• TO BE DONE: Locate every line in the rows below that contains the word "tree", and copy each of those lines.

Picture annotation records
---
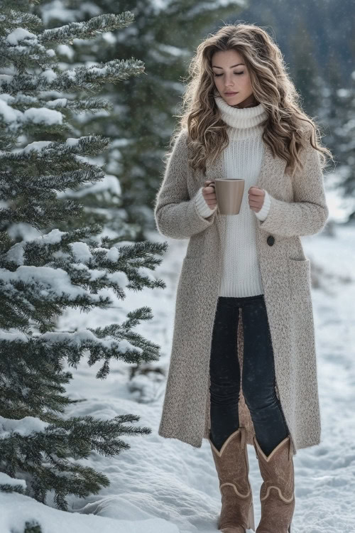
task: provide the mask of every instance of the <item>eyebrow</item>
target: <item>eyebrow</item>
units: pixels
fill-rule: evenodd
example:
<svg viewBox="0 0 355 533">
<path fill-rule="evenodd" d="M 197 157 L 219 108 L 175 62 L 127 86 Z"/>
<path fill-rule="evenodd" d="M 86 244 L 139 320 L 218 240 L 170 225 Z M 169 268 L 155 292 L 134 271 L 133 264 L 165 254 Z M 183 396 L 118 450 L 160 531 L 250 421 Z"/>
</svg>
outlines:
<svg viewBox="0 0 355 533">
<path fill-rule="evenodd" d="M 233 68 L 233 67 L 238 67 L 239 65 L 245 65 L 245 63 L 236 63 L 236 65 L 232 65 L 231 67 L 229 67 L 229 68 Z M 212 65 L 212 67 L 214 68 L 222 68 L 222 67 L 217 67 L 216 65 Z"/>
<path fill-rule="evenodd" d="M 238 67 L 239 65 L 244 65 L 245 63 L 236 63 L 236 65 L 232 65 L 231 67 L 229 67 L 229 68 L 233 68 L 233 67 Z M 222 68 L 222 67 L 217 67 L 216 65 L 212 65 L 212 68 Z"/>
</svg>

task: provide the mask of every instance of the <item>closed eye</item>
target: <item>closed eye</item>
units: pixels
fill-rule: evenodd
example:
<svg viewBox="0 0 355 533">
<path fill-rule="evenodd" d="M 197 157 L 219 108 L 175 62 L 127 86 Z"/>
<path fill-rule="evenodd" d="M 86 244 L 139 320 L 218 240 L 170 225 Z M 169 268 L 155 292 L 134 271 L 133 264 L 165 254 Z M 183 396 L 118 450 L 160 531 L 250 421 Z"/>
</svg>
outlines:
<svg viewBox="0 0 355 533">
<path fill-rule="evenodd" d="M 240 74 L 244 74 L 244 70 L 241 72 L 233 72 L 233 74 L 236 74 L 237 76 L 239 76 Z M 222 76 L 222 74 L 216 74 L 214 72 L 214 75 L 218 77 L 218 76 Z"/>
</svg>

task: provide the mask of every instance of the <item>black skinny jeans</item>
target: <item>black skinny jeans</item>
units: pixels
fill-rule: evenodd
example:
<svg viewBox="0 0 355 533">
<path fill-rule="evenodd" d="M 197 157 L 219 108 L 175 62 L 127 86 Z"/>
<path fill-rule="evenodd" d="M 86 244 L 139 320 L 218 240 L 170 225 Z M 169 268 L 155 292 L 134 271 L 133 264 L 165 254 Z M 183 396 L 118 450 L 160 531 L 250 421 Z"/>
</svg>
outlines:
<svg viewBox="0 0 355 533">
<path fill-rule="evenodd" d="M 243 394 L 256 439 L 268 456 L 289 431 L 275 389 L 273 351 L 263 294 L 218 298 L 209 363 L 210 437 L 220 450 L 239 427 L 241 375 L 236 345 L 239 307 L 244 333 Z"/>
</svg>

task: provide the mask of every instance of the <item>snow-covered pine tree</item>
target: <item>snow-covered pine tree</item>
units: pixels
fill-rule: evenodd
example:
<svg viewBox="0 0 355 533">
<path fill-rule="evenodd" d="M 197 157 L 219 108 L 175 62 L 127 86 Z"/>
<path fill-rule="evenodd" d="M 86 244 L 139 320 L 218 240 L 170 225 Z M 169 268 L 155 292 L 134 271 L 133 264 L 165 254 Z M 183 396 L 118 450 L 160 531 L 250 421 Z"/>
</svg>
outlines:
---
• EXERCISE SOLUTION:
task: provide the mask of every instance of the <item>snow-covered pine tree</item>
target: <item>snow-covered pine tree</item>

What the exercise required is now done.